**INPUT:**
##############################
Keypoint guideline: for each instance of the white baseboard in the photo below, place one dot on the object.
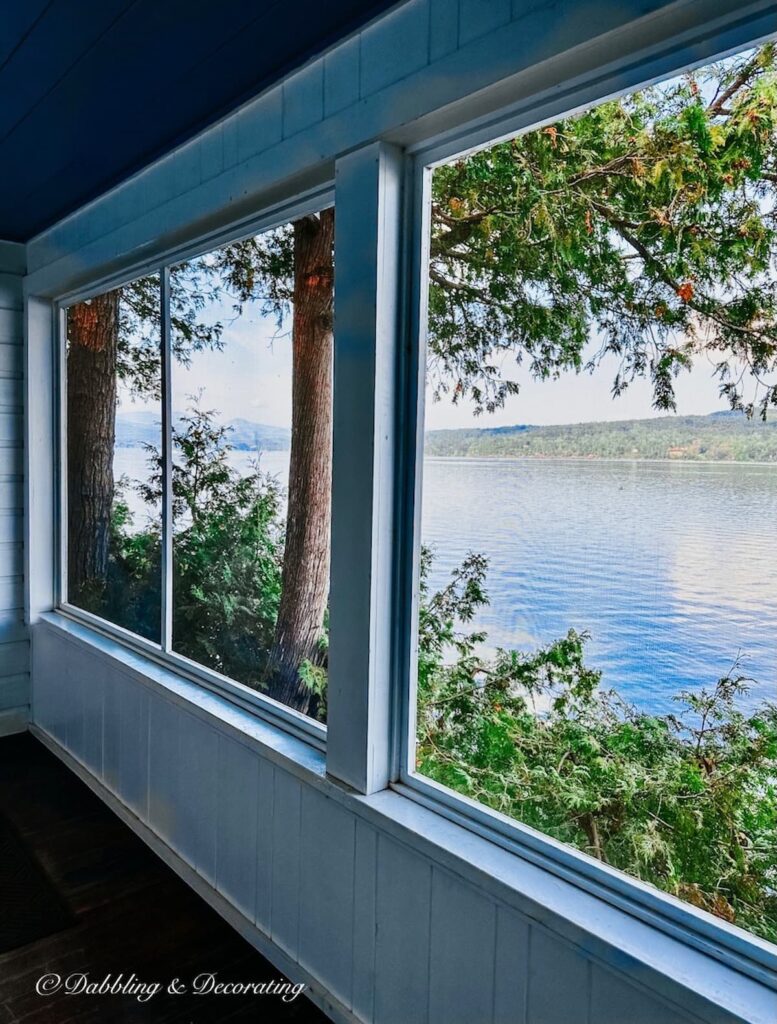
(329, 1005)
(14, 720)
##############################
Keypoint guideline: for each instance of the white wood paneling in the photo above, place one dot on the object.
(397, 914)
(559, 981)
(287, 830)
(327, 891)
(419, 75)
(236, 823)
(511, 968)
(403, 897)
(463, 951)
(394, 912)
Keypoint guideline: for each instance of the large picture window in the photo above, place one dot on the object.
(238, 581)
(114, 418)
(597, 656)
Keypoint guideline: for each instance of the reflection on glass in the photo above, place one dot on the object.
##############################
**SET PROBLEM:**
Recast the records from the line with "Keypoint guideline: for each instance of the large" to the line with "Keypoint guideline: for each instance of the reflection" as a Markdown table with the columns Row and Line, one numbered row per line and blank lines omitted.

**ANSWER BELOW:**
| Row | Line |
|---|---|
| 1 | Keypoint guideline: for each instance of the large picture window in the photo above, place one dot on the object. |
| 2 | (238, 581) |
| 3 | (114, 418) |
| 4 | (597, 656) |
| 5 | Keypoint guideline: for each instance of the reflection on glass in the photo above, place one dot on the object. |